[Pointing records]
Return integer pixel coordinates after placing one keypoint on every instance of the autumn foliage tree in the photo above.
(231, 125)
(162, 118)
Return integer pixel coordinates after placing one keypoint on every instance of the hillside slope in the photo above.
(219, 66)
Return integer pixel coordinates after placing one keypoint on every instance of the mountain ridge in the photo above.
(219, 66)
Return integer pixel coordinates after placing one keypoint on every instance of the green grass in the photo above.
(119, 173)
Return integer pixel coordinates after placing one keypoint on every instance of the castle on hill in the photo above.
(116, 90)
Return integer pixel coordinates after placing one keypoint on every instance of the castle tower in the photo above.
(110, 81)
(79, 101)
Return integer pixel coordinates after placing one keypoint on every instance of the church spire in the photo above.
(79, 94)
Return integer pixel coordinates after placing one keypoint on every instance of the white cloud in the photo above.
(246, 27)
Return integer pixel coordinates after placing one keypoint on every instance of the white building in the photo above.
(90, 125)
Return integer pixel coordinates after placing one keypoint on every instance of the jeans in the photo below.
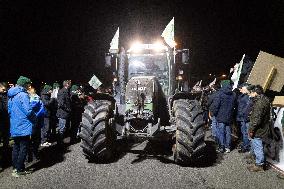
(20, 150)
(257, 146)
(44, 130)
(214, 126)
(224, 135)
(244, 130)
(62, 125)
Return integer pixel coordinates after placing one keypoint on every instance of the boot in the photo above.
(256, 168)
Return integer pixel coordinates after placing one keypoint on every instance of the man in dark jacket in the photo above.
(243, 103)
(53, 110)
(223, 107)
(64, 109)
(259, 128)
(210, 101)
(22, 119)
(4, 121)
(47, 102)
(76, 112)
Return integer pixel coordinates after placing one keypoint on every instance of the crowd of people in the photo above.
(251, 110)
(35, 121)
* * *
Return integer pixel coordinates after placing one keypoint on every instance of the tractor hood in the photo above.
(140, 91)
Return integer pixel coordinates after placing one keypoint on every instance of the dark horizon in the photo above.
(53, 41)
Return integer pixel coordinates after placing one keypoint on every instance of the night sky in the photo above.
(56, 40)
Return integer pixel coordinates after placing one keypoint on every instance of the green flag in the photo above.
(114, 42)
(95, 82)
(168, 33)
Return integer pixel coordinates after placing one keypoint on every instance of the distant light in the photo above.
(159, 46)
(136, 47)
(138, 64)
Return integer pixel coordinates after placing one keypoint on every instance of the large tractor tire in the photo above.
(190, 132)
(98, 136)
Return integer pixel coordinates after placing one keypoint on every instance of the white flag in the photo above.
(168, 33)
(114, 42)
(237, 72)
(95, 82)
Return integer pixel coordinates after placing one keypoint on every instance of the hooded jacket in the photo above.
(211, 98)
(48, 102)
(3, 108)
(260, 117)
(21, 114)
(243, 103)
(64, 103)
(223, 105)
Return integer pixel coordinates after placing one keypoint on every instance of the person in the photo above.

#### [Requirement]
Copy out the rows verbatim, from the line containing "white flag in the photo above." through the line containing "person in the photo above.", both included.

#### [Finished answer]
Return integer pixel coordinates after placing one keypoint on every instance of the white flag in the photo above.
(168, 33)
(114, 42)
(237, 72)
(95, 82)
Return integer pixel coordinates after placing one keypoint on every instance of the hooded jacket in the photo above.
(211, 98)
(48, 102)
(3, 108)
(260, 117)
(21, 114)
(243, 103)
(64, 103)
(223, 105)
Return integer pixel coordinates after placing one keypoint on every instance of the person in the photo above.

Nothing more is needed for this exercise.